PASSAGE FOR REVIEW:
· · · · ·

INTRO: Massachusetts scientists are announcing two sets of discoveries that might one day make stem cell therapy feasible. The two new techniques, published Wednesday, both concern new ways to make embryonic stem cells. WBUR's health and science reporter Allan Coukell explains.ALLAN COUKELL: Say you want to create a line of stem cells. You might want to do this for research or eventually to create new therapies. You would take the DNA-containing nucleus from a cell, a cell from your arm, for example, and pop it into an unfertilized egg.

The magic of the egg is that it seems to "reset" the cell's genes. Instead of just skin, it can now grow into any kind of tissue in the body. This is a so-called embryonic stem cell.
Conventional wisdom among scientists has long been that the unfertilized egg is essential.

Here's the problem for researchers: human eggs are really, really hard to get.

· · · · ·

RAW DATA:

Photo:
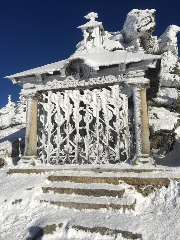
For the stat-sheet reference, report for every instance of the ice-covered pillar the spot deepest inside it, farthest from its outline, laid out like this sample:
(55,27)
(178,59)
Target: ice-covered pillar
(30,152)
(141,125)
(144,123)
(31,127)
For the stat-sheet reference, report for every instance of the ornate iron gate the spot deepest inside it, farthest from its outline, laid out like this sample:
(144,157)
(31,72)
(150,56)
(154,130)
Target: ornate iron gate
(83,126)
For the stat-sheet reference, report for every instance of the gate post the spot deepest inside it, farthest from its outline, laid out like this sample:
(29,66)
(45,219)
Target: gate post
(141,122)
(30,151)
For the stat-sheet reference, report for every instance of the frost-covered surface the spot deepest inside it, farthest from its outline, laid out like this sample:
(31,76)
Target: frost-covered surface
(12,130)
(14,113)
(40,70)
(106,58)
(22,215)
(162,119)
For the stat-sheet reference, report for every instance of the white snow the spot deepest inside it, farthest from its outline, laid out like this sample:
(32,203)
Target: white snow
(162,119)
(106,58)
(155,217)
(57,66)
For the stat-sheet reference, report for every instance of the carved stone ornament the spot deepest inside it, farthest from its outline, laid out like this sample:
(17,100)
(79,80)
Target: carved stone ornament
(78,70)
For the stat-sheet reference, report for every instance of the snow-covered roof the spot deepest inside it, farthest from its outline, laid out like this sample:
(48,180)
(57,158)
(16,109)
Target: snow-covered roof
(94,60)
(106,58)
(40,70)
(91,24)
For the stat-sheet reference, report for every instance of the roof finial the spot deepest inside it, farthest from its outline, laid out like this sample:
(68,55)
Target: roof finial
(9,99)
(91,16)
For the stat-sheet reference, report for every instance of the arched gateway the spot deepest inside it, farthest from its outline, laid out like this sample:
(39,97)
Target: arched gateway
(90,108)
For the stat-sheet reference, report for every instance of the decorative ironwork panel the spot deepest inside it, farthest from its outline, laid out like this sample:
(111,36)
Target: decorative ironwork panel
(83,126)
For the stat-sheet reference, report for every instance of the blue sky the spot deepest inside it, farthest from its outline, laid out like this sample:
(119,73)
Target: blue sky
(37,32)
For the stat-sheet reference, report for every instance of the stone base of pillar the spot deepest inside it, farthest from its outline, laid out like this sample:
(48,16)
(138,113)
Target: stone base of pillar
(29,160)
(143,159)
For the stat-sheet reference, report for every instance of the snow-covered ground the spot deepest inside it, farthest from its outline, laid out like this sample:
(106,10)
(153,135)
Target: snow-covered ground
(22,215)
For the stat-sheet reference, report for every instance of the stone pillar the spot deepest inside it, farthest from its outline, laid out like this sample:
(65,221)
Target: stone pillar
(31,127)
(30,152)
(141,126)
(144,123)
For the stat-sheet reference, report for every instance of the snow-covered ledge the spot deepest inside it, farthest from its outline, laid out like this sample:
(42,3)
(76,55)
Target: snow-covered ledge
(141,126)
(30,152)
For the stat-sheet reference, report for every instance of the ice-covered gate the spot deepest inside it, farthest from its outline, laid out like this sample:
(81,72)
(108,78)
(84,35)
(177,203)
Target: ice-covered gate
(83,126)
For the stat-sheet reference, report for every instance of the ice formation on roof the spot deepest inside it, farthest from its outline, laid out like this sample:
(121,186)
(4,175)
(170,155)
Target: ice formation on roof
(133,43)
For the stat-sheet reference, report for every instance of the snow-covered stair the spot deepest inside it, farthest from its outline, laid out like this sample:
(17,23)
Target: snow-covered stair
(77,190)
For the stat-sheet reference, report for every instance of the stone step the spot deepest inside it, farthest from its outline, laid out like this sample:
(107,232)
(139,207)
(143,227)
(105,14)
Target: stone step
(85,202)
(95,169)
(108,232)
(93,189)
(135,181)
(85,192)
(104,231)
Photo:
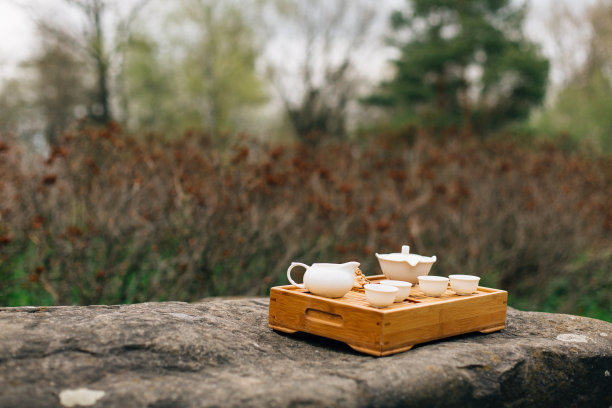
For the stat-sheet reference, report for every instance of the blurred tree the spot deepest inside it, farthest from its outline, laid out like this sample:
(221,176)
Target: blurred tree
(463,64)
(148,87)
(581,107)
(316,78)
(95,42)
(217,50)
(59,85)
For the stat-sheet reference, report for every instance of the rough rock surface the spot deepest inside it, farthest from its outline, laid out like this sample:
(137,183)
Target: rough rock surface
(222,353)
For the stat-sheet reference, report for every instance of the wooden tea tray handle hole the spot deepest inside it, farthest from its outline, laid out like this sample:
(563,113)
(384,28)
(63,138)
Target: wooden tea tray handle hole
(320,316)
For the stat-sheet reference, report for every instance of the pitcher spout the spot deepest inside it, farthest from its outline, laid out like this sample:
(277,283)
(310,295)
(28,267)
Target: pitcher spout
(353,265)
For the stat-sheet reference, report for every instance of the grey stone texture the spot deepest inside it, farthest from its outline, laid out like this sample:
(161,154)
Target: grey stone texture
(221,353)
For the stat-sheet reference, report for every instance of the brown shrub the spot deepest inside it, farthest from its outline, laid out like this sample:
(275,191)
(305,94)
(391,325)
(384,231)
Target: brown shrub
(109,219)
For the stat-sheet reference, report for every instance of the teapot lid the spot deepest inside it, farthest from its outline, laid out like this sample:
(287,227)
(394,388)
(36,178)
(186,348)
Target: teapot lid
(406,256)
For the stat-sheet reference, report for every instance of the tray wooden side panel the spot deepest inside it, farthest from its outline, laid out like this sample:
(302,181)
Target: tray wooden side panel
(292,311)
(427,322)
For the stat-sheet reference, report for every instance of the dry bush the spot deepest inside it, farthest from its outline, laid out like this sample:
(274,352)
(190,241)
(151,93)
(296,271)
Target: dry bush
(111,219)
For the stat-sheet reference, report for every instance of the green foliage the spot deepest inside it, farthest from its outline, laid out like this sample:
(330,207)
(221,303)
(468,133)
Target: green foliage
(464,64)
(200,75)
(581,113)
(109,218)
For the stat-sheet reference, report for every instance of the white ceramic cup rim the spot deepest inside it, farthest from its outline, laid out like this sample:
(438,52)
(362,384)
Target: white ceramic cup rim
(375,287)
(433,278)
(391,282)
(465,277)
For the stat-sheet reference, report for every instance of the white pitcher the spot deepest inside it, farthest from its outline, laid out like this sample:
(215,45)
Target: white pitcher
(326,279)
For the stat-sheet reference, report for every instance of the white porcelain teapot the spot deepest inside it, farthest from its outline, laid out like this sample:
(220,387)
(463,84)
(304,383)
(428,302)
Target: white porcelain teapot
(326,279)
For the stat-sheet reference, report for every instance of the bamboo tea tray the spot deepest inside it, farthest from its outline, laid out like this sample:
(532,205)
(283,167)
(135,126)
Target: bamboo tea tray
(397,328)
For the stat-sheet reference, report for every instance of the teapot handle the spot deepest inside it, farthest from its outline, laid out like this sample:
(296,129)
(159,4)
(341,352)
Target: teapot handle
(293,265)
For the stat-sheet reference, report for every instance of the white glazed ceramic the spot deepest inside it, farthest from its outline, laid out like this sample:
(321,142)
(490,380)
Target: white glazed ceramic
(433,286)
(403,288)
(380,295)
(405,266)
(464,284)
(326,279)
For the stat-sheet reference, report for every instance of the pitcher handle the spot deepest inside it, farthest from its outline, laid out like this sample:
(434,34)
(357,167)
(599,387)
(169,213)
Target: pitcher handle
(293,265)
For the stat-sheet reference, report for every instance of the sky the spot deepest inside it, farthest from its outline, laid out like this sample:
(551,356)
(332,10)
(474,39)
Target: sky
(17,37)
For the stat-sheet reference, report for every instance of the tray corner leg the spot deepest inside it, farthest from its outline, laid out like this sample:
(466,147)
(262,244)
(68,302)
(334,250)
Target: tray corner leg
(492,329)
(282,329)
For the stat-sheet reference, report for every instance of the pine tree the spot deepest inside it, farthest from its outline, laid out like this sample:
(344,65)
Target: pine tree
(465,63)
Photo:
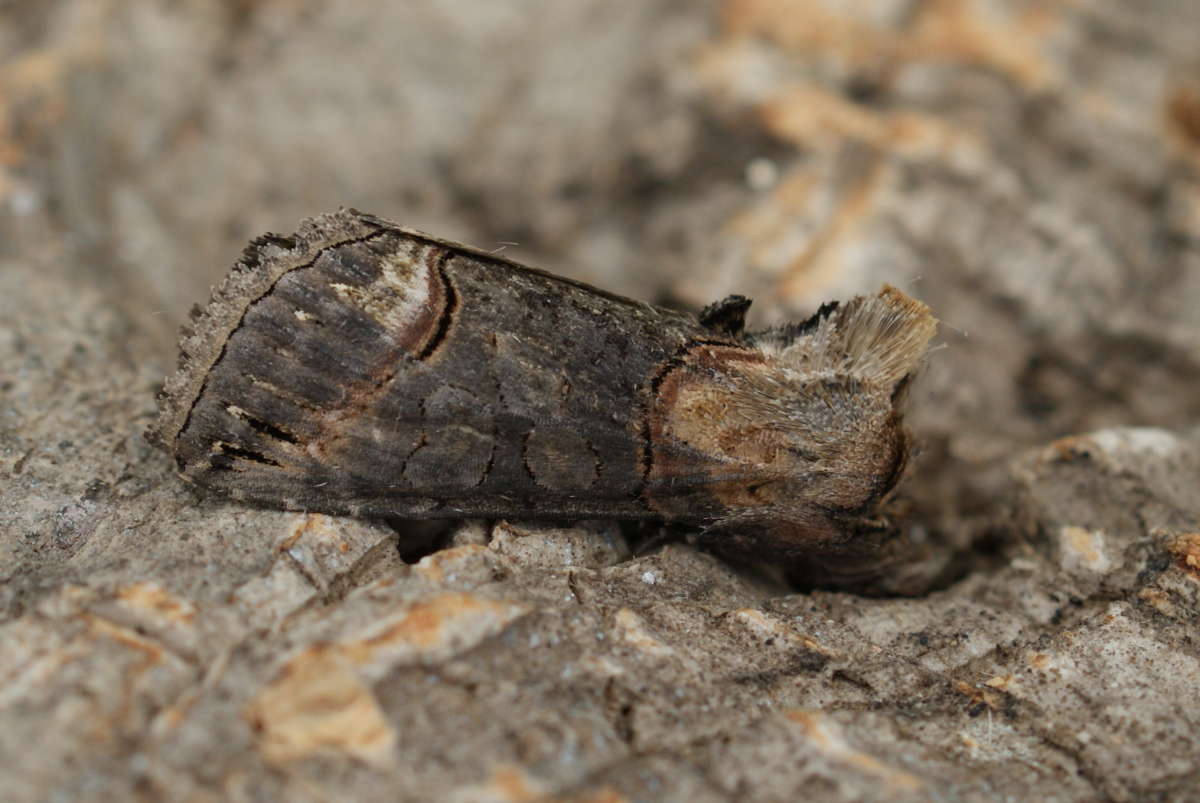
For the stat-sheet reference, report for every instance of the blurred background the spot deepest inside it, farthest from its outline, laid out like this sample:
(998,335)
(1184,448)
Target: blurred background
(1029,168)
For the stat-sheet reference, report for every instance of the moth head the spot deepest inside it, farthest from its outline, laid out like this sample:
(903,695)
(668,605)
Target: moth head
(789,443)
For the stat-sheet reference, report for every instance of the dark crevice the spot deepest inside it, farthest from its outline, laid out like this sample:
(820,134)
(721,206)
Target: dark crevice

· · · · ·

QUESTIONS:
(a) According to the stem cell passage, what has conventional wisdom among scientists long held?
(b) Please write what comes next in the stem cell passage, starting after its final sentence.
The records have no connection to the stem cell passage.

RESULTS:
(a) That the unfertilized egg is essential.

(b)
KEVIN EGGAN: Over the last year, we've spent many tens of thousands of dollars on advertising to try to recruit egg donors. And more than a year later now, we have yet to recruit a single donor.

COUKELL: Kevin Eggan from the Harvard Stem Cell Institute says attempts by him and his colleagues to create new human stem cell lines have been stalled, because Massachusetts law won't let him pay women to donate eggs.

So a year ago, Eggan and one of his post-doc researchers decided to try an alternate strategy. They began working in mice, this time using fertilized eggs, also called very early embryos.

This had been tried before, without success. But Eggan reasoned that the mistake everyone had always made was to removed the nucleus from the fertilized egg, and with it, whatever mysterious factors were required to reset the genes of the new cell.

EGGAN: And so it was sort of like taking all the gas out of the embryo. And what we realized is that if you waited until the right phase of the cell cycle, you take out the chromosomes by themselves without depleting this early embryonic fuel, and replace them with a set of chromosomes from an adult cell.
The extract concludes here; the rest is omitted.